13.  The State of Assam has raised several grounds in their petitions for Special Leave. However, at the time of hearing of these appeals, the learned senior counsel for the State of Assam contended that the State of Assam was not arrayed as a party to the proceedings and without impleading the State and without affording an opportunity of hearing, the Division Bench ought not to have passed an adverse order against the State. He further contended that the State of Assam was a necessary party to the lis before the High Court and the non-impleadment was contrary to the well settled principle of Natural Justice, namely audi alterem partem. In aid of this submission, the learned senior counsel has placed reliance on the law laid down by this Court in the case of Udit Narain Singh (AIR 1963 SC 786), wherein it was held that in proceedings for a writ of certiorari, it is not only the Tribunal or Authority whose order is sought to be quashed but also the parties in whose favour the said order is issued, are necessary parties and that it is in the discretion of the Court to add or implead proper parties for completely settling all the questions that may be involved in the controversy either suo-moto or on the application of a party to the writ or on application filed at the instance of such proper party.

14.  We respectfully agree with the observations made by this Court in Udit Narain's case (supra) and adopt the same. We may add that the law is now well settled that a necessary party is one without whom, no order can be made effectively and a proper party is one in whose absence an effective order can be made but whose presence is necessary for a complete and final decision of the question involved in the proceeding.

EXERCISE SET
(a) In the judgment excerpt, which case did the learned senior counsel for the State of Assam rely on?
(b) Take everything from "14.  We respectfully" down to "in the proceeding." in the judgment excerpt and swap "proper party" for "appropriate party".
The lines of pointing data aren't needed here.

Excerpts of pointing data

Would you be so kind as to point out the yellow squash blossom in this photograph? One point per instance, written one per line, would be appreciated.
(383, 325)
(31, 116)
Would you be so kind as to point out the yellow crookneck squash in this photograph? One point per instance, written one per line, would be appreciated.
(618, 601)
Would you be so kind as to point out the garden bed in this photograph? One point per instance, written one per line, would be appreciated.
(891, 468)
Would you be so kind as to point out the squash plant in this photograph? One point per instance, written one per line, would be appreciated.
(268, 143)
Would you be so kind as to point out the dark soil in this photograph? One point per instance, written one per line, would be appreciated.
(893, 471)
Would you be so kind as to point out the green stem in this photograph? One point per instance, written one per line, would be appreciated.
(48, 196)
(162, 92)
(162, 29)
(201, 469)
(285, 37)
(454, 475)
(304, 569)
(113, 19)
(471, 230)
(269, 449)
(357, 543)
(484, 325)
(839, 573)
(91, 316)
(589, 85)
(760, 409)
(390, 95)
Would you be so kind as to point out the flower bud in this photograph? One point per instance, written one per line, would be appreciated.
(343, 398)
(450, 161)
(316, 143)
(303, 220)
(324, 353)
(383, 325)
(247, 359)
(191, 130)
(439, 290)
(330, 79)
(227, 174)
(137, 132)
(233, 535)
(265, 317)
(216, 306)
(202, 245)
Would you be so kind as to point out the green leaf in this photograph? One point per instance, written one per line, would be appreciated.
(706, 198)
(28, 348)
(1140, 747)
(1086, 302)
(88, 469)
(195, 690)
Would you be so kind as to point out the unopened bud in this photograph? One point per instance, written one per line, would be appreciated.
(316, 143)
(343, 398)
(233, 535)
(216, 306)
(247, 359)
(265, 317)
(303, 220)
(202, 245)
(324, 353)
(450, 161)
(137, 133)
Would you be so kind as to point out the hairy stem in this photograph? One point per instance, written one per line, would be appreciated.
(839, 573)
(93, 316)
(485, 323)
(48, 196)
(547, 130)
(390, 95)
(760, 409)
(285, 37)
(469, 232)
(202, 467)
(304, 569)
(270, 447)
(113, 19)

RESPONSES TO THE TASKS
(a) Udit Narain Singh (AIR 1963 SC 786).

(b)
14.  We respectfully agree with the observations made by this Court in Udit Narain's case (supra) and adopt the same. We may add that the law is now well settled that a necessary party is one without whom, no order can be made effectively and a appropriate party is one in whose absence an effective order can be made but whose presence is necessary for a complete and final decision of the question involved in the proceeding.